Update the passage on Heidelberg Catechism Lord's Day 41, starting at "A 108. That" and ending at "someone to them.", replacing "unchastity" with "impurity".

* TEXT EXCERPT *
--
Sin, Sex, Lust, and Adultery: H.C. Lord’s Day 41

Heidelberg Catechism Lord’s Day 41

Q 108. What does the seventh commandment teach us?
A 108. That God condemns all unchastity, and that therefore we should thoroughly detest it and live decent and chaste lives, within or outside of the holy state of marriage.

Q 109. Does God, in this commandment, forbid only such scandalous sins as adultery?
A 108. We are temples of the Holy Spirit, body and soul, and God wants both to be kept clean and holy. That is why God forbids all unchaste actions, looks, talk, thoughts, or desires, and whatever may incite someone to them.
Reflecting once again on the events and news stories of this week, I am at the same time both surprised and disgusted at how timely this Lord’s Day is. To be clear: it is a horrible tragedy that anyone would have to be the victim of sexual violence of any sort for a point about the sin and evil in our hearts to be made. I am incredibly saddened for the many women who were victims of Harvey Weinstein’s many years of preying on young actresses.
I also recognize that, throughout the world, this is just a minor blip on the radar of the incredible perverse things that happen day in and day out. Whether it be the prevalence of pornography in the lives of everyday people, the use of sexually suggestive imagery in order to sell products, the sexual abuse of females of all ages by friends and family alike, or the stark reality of human sex trafficking which is abundantly prevalent in societies all over the world (even if we don’t want to see it), all highlight the depravity of our world and our desperate need for a Savior. I can only imagine that the Lord looks down on His creation and weeps bitterly at the absolutely horrid things we do to those who bear His image.
For me, all of this points out the relevance of the Heidelberg Catechism and its teaching once again. Many of those who experienced church as a child, especially in
protestant circles, had to go to a catechism class. It was more than likely boring, something that made you wish you never encountered it again. Yet here we are, staring down another national “wall-to-wall” news story of a great person mired in the scandal of sexual sin and we see that, despite social movements to promote equality and rights, the sin described here is still very much alive in the hearts and minds of many.
The point that this Lord’s Day is after, is the complete teaching of the seventh commandment. “Do not commit Adultery” is just the tip of the iceberg as it were. Moses elaborates on this, and all of the other commandments throughout the first 5 books of the Old Testament, the Pentateuch, and Jesus teaches about it in His earthly ministry as well. It isn’t just about cheating on your spouse, it is once again about the heart of the matter: sin.
--
* DATA *
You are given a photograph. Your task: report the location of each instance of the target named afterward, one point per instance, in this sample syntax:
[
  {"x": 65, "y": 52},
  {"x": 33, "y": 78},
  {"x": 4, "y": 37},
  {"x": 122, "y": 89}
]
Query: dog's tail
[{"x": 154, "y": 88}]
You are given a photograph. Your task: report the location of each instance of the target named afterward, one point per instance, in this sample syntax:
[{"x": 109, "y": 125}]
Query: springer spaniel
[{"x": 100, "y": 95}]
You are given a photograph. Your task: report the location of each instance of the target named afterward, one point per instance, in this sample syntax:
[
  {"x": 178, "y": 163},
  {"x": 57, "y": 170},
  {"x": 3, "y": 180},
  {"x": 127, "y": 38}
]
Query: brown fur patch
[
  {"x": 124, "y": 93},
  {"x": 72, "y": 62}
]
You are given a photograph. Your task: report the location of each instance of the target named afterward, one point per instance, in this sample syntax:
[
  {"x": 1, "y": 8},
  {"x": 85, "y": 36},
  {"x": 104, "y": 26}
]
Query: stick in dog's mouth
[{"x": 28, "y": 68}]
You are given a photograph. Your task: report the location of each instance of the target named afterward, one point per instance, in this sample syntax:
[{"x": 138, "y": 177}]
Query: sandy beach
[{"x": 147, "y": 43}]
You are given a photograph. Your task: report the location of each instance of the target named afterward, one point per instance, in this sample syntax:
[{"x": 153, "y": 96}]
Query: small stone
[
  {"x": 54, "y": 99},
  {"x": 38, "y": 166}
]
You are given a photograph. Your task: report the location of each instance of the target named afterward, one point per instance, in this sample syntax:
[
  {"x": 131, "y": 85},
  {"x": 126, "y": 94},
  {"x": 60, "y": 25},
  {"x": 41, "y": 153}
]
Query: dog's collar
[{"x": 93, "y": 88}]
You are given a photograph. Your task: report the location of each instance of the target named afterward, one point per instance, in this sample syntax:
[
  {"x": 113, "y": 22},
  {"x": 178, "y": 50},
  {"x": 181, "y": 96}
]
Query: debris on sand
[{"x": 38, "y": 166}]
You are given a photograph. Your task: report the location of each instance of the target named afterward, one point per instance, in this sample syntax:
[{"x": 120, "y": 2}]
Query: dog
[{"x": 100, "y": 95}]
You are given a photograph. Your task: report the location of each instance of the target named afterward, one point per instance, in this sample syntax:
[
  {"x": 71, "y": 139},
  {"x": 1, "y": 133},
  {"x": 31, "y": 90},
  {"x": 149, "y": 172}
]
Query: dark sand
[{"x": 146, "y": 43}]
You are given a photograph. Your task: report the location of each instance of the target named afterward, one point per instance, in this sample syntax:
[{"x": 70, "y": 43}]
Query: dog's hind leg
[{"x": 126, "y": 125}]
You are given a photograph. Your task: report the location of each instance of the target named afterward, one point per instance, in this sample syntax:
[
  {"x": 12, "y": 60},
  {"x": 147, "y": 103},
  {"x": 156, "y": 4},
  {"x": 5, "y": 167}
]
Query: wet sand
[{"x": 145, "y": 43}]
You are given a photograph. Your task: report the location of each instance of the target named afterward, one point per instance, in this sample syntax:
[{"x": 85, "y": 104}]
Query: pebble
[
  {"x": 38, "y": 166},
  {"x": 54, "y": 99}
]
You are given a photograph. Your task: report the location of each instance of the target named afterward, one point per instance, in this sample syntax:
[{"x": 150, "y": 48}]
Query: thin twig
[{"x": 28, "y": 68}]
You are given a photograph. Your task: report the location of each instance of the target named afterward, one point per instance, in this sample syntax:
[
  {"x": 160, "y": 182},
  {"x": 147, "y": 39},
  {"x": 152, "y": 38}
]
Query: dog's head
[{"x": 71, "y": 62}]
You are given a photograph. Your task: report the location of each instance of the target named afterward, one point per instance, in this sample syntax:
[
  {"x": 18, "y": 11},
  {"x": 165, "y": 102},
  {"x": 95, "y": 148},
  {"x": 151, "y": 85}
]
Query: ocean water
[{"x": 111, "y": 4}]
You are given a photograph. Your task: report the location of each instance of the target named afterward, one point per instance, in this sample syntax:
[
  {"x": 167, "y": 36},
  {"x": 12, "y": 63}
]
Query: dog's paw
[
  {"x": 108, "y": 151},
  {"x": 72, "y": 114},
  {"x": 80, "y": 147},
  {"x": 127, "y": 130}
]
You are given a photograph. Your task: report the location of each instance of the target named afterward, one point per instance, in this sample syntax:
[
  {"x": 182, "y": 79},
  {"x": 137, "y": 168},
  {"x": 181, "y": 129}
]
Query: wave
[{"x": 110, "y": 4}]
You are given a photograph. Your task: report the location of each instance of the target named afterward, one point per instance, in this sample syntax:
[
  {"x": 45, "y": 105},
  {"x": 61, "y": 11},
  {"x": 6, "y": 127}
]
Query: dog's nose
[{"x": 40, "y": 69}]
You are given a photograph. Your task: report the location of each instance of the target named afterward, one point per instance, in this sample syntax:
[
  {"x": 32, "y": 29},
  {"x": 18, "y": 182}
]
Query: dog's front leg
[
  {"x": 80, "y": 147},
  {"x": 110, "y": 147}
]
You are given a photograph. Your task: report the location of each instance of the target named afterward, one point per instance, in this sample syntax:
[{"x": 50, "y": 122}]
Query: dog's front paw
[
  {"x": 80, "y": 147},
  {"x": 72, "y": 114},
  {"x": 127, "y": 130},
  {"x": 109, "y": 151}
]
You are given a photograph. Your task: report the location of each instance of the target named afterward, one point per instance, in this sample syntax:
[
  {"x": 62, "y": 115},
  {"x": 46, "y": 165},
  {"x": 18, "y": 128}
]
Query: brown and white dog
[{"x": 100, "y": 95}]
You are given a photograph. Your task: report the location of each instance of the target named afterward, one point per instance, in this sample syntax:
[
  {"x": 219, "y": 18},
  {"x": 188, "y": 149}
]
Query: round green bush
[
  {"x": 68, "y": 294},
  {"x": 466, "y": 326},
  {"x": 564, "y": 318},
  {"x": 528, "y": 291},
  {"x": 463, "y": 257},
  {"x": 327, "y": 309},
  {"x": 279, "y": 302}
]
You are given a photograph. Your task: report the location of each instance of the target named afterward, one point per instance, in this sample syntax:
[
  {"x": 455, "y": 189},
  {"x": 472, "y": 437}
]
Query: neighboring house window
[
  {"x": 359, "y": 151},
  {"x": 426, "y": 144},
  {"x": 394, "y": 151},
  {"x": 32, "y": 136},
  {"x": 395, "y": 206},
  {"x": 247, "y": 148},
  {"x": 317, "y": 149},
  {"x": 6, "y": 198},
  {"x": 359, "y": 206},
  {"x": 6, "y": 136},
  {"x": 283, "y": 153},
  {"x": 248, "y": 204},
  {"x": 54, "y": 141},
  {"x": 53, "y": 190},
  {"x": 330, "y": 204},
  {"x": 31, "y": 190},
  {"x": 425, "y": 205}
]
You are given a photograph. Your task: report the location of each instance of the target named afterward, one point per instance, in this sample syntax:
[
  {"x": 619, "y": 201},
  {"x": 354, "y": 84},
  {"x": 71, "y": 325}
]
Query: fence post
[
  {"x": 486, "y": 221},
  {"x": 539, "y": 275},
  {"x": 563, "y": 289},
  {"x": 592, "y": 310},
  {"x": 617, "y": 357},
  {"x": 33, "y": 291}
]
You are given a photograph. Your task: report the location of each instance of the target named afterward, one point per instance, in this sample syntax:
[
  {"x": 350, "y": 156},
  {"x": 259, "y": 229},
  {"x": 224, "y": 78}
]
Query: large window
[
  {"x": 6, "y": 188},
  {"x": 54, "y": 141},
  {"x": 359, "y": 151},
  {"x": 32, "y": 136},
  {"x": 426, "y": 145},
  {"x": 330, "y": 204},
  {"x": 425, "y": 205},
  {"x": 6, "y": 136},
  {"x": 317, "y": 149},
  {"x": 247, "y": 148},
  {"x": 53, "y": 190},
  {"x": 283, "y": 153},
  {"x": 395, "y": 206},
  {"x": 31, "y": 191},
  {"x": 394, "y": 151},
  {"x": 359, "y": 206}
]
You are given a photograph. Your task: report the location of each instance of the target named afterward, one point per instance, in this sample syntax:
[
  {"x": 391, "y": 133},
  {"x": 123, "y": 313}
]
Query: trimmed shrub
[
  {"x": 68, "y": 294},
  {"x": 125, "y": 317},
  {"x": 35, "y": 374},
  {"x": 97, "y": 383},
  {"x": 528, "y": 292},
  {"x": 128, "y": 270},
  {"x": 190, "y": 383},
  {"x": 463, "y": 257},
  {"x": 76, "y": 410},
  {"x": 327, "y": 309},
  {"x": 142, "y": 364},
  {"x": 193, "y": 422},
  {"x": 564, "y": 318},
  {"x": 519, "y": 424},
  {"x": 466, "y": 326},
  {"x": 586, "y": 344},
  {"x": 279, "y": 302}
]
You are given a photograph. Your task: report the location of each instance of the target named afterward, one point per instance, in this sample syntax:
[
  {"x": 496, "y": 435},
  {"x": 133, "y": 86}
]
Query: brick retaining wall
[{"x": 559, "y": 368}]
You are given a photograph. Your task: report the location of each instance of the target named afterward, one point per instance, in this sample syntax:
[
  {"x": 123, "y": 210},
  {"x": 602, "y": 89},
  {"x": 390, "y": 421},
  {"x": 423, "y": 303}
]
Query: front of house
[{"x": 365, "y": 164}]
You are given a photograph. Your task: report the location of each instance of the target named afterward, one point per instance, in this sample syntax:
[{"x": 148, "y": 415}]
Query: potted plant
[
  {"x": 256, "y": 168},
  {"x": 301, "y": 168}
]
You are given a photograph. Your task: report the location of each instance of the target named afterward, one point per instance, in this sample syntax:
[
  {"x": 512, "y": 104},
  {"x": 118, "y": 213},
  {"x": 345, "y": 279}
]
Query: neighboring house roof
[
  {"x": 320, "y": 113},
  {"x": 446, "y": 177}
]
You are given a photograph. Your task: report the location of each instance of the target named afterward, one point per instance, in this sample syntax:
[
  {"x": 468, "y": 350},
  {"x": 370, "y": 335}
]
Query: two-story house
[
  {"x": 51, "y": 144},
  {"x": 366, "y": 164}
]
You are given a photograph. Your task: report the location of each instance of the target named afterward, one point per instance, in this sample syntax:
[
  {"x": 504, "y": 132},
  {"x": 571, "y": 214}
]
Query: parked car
--
* CORRECT ANSWER *
A 108. That God condemns all impurity, and that therefore we should thoroughly detest it and live decent and chaste lives, within or outside of the holy state of marriage.

Q 109. Does God, in this commandment, forbid only such scandalous sins as adultery?
A 108. We are temples of the Holy Spirit, body and soul, and God wants both to be kept clean and holy. That is why God forbids all unchaste actions, looks, talk, thoughts, or desires, and whatever may incite someone to them.